§ STORED DATA:
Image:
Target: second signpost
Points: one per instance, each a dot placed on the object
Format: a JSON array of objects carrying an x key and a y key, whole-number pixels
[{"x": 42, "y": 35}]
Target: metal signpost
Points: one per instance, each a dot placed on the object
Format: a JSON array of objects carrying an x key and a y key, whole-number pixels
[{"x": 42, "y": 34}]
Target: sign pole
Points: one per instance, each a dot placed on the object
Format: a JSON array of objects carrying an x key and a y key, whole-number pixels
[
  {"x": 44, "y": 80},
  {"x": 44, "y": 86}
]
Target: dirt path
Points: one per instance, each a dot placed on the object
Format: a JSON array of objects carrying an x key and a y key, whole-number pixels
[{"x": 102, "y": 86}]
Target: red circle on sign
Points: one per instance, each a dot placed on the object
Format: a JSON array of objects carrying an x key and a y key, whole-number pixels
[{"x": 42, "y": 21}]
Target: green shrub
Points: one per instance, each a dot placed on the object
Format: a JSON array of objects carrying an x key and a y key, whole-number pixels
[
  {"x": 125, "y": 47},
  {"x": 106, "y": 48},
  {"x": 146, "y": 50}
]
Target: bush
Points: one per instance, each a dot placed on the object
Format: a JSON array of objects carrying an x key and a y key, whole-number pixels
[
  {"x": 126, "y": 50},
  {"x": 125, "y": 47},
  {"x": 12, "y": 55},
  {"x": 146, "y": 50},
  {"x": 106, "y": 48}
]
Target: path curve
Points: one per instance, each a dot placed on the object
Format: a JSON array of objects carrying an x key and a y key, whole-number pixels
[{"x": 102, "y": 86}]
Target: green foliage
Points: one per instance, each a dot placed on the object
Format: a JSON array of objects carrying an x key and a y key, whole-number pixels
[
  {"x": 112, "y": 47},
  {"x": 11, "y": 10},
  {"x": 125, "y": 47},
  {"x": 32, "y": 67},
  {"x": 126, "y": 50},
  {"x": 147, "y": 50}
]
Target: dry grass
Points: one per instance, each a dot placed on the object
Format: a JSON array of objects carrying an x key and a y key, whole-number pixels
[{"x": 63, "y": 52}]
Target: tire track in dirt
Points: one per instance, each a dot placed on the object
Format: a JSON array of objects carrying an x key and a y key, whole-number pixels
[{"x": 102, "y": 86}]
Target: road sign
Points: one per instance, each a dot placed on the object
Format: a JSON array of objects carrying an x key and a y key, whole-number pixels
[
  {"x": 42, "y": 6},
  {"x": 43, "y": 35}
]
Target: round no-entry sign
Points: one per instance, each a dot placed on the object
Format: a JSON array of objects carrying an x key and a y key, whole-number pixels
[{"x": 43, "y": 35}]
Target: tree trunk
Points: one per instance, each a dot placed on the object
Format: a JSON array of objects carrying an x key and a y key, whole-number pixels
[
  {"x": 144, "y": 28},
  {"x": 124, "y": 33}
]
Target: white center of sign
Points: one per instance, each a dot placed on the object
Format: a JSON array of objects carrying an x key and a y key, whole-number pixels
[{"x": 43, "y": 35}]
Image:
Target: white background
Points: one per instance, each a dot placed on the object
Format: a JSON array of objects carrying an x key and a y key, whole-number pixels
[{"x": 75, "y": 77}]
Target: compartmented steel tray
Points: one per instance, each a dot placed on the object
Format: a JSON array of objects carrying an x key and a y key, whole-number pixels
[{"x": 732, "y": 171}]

§ WORK TO COMPLETE: Retype every line of the data above exactly.

§ EXERCISE ANSWER:
Image:
Target: second signpost
Points: one per instance, each a dot placed on the object
Format: a JSON array of objects carrying an x key and a y key, whole-number pixels
[{"x": 42, "y": 35}]
Target: metal signpost
Points: one per instance, each a dot placed on the object
Format: a JSON array of objects carrying an x key and a y key, whole-number pixels
[{"x": 42, "y": 34}]
Target: sign pole
Points: one per instance, each a dot placed on the object
Format: a JSON array of objects carrying an x key and a y key, whole-number pixels
[
  {"x": 44, "y": 80},
  {"x": 44, "y": 86}
]
Target: dirt path
Points: one per instance, each a dot placed on the object
Format: a JSON array of objects carrying an x key and a y key, whole-number pixels
[{"x": 102, "y": 86}]
Target: red circle on sign
Points: one per instance, each a dot placed on the object
Format: a JSON array of objects carrying an x key and a y key, whole-number pixels
[{"x": 42, "y": 21}]
Target: green shrub
Points: one per instance, each a dot placed on the object
Format: a JSON array of objects carrying an x key and a y key, whole-number pixels
[
  {"x": 125, "y": 47},
  {"x": 106, "y": 48},
  {"x": 146, "y": 50}
]
Target: bush
Points: one per instance, each a dot placed on the object
Format: a JSON array of objects carrying an x key and a y key, whole-number pixels
[
  {"x": 126, "y": 50},
  {"x": 125, "y": 47},
  {"x": 12, "y": 55},
  {"x": 146, "y": 50},
  {"x": 106, "y": 48}
]
Target: path curve
Points: one per instance, each a dot placed on the object
Format: a JSON array of objects carrying an x key and a y key, whole-number pixels
[{"x": 102, "y": 86}]
Target: green foliage
Points: one per instance, each a dot placed on the object
Format: a JSON array of objects carrying an x key and a y key, whole-number pixels
[
  {"x": 112, "y": 47},
  {"x": 11, "y": 10},
  {"x": 125, "y": 47},
  {"x": 32, "y": 67},
  {"x": 126, "y": 50},
  {"x": 147, "y": 50}
]
Target: dry grass
Points: one per instance, each a dot placed on the object
Format: a JSON array of objects carrying an x key and a y key, whole-number pixels
[{"x": 63, "y": 52}]
Target: tire track in dirt
Points: one per instance, each a dot placed on the object
Format: a JSON array of objects carrying an x key and a y key, whole-number pixels
[{"x": 102, "y": 86}]
Target: road sign
Points: one per instance, each a dot placed on the object
Format: a JSON array of objects carrying an x key and a y key, whole-number pixels
[
  {"x": 42, "y": 6},
  {"x": 43, "y": 35}
]
Target: round no-entry sign
Points: one per instance, each a dot placed on the object
Format: a JSON array of objects carrying an x key and a y key, whole-number pixels
[{"x": 43, "y": 35}]
Target: tree trunk
Points: one per instance, each a dot placed on the object
Format: a JSON array of objects carrying an x key and a y key, whole-number pixels
[
  {"x": 144, "y": 28},
  {"x": 124, "y": 33}
]
Target: white center of sign
Points: one per instance, each a dot placed on the object
Format: a JSON array of objects carrying an x key and a y key, whole-number pixels
[{"x": 43, "y": 35}]
Image:
Target: white background
Points: one per instance, each a dot placed on the object
Format: a JSON array of objects carrying an x key and a y key, whole-number pixels
[{"x": 75, "y": 77}]
Target: compartmented steel tray
Points: one per instance, each a dot placed on the object
Format: a JSON array of objects carrying an x key and a y key, whole-number pixels
[{"x": 732, "y": 171}]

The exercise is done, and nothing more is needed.